■ THE TASK
Only the lines from the line containing "is man's ear." to the end of the records, both included, belong in the answer, copied exactly.

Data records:
....................
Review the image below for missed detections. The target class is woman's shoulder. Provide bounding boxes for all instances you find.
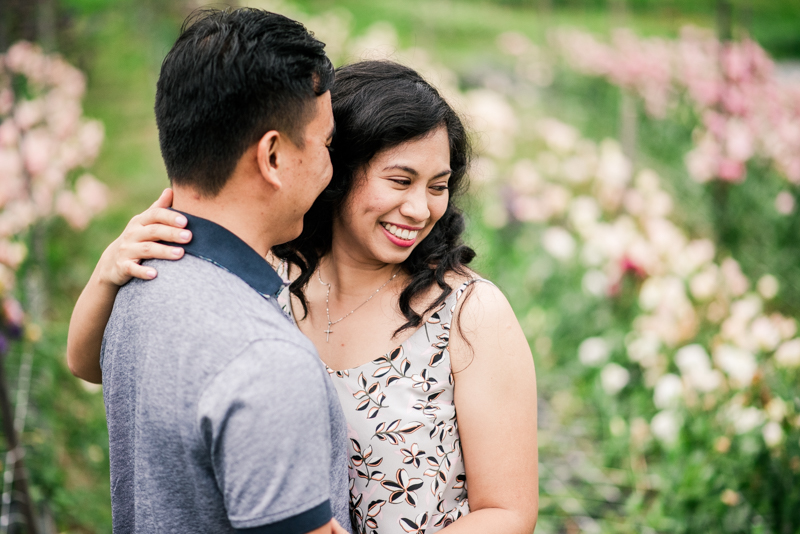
[443,269,498,301]
[443,270,513,327]
[443,267,489,289]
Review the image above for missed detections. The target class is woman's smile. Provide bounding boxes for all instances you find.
[380,222,422,247]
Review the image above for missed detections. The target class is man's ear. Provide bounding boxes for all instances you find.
[257,130,283,190]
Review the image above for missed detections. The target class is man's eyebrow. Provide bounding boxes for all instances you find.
[382,165,452,179]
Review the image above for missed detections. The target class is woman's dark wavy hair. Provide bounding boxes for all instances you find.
[273,60,475,335]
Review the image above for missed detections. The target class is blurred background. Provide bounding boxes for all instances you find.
[1,0,799,532]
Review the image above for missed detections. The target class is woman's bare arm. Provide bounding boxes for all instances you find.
[66,189,192,383]
[441,281,539,533]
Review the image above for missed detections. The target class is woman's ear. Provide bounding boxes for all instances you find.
[257,130,283,190]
....................
■ TASK OUTPUT
Review the image above for missed detections. The target class is man's ear. Provide bounding boxes for all instances you find.
[257,130,283,190]
Review the image above for missed detections. The target class is man's eyebrow. Provide bounding boxes for all instances you find.
[382,165,452,179]
Review the image above for missed detections. The target class is woman's dark wavy hair. Provide bounding boxes for all instances you find.
[273,60,475,335]
Review the image above for missed detections. The target class is blurred background. Provide bounding boxes for all instances you find.
[1,0,799,532]
Review the image above for missed detections. The target class is woman's bare arm. Provide bounding boxes for all instances you find.
[66,189,192,383]
[441,281,539,533]
Review the image above for missed detections. The target class is woman's ear. Provide bounding boxes for all instances you find.
[257,130,283,190]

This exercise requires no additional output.